__Excerpt provided__.
━━━━━━━━
It is not difficult to find a stunning house in the north-east, where traditional granite properties mix with idyllic steadings.
We showcase the very best on offer, from historic mansions to modern eco-friendly pads.
But cutting-edge interior design is perhaps no contest for a home with a heart, a story which has settled in the very foundations as the years have passed.
Green Den has been owned by the same family for 90 years, and the sandstone walls hold decades of treasured memories within.
This colonial-style six-bedroom property can be found in Dunnottar at Stonehaven, and boasts fascinating history and original features.
The servant bells which still ring out offer a glimpse of Green Den’s past, and some fascinating visitors have crossed the threshold.
It was originally built by architect George Gregory and dates to 1901.
It has been so much more than just a house to the Elder family, who have had the privilege of residing there all these years.
Both Michael and David Elder have fond memories of a childhood spent at Green Den, but have decided the time has come to pass it on to a new family.
━━━━━━━━
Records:
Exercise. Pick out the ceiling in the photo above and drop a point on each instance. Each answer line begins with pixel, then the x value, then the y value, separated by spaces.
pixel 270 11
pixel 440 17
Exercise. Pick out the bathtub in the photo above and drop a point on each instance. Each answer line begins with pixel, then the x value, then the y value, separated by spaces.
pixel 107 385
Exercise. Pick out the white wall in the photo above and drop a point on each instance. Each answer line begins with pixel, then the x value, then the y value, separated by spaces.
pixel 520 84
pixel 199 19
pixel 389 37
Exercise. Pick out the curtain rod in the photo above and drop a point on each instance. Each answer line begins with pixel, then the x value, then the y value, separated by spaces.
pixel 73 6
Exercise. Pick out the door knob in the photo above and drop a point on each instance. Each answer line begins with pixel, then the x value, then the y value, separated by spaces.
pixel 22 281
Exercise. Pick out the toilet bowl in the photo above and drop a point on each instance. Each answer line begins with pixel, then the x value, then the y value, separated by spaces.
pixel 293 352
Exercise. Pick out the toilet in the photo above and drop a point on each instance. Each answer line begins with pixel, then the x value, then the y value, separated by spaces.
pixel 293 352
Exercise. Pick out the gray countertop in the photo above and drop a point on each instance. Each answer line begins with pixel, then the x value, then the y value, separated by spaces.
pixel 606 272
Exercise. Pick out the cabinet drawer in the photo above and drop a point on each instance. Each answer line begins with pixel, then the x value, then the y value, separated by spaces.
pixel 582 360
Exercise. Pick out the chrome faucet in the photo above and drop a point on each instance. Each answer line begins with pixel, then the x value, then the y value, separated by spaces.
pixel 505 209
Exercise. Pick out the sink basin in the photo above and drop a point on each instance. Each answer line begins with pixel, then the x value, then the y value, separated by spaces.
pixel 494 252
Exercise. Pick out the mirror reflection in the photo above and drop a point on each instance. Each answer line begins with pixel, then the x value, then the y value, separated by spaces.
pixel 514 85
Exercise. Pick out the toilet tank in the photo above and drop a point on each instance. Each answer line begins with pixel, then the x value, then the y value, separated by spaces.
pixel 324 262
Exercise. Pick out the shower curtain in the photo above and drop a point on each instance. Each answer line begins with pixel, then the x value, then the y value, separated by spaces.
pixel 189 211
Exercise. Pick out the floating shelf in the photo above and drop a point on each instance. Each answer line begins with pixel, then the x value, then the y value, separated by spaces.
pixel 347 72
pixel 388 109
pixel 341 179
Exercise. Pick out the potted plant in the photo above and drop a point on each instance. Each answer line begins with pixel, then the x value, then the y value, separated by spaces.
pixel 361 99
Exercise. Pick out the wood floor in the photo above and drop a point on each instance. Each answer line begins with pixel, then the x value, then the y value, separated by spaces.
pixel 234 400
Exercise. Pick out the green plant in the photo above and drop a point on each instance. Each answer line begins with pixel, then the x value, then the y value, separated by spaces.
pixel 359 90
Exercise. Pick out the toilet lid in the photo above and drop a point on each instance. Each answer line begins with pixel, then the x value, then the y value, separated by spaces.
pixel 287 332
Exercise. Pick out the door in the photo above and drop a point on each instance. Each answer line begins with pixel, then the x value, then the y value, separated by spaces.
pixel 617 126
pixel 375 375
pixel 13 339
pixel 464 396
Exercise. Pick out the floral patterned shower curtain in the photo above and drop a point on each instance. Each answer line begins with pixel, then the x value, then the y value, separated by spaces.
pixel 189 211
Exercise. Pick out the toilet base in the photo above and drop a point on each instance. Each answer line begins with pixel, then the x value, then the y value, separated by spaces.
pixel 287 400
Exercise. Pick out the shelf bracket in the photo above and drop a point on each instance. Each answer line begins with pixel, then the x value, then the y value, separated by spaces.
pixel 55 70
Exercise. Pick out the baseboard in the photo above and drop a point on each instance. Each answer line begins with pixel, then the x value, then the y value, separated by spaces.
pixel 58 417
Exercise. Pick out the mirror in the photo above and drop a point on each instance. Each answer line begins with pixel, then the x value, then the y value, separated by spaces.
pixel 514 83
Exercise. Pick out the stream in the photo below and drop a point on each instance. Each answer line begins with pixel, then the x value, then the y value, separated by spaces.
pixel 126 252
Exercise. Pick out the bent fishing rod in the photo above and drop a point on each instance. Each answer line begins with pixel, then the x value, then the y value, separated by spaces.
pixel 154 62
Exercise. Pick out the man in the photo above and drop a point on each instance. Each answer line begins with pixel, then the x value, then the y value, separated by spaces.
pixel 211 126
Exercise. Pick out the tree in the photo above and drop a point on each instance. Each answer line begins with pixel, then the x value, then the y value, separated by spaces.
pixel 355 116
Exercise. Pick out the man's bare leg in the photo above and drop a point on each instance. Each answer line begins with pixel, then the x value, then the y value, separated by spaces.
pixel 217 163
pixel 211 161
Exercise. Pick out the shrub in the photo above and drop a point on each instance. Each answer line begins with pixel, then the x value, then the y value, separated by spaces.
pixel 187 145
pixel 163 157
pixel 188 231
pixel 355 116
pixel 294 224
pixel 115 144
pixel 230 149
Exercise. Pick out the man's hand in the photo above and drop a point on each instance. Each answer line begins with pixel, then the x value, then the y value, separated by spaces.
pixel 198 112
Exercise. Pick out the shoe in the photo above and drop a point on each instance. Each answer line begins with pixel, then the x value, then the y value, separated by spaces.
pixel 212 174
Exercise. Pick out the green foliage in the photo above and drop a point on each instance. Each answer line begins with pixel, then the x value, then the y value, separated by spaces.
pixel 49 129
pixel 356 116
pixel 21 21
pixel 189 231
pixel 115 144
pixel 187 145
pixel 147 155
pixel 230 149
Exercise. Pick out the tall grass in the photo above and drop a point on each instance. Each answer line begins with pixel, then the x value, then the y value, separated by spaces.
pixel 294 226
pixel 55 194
━━━━━━━━
__To be done__.
1 – Reproduce word for word the part of the Green Den passage from "It is not difficult" up to and including "modern eco-friendly pads.".
2 – According to the Green Den passage, which architect originally built the house?

__Solutions below__.
1 –
It is not difficult to find a stunning house in the north-east, where traditional granite properties mix with idyllic steadings.
We showcase the very best on offer, from historic mansions to modern eco-friendly pads.

2 – George Gregory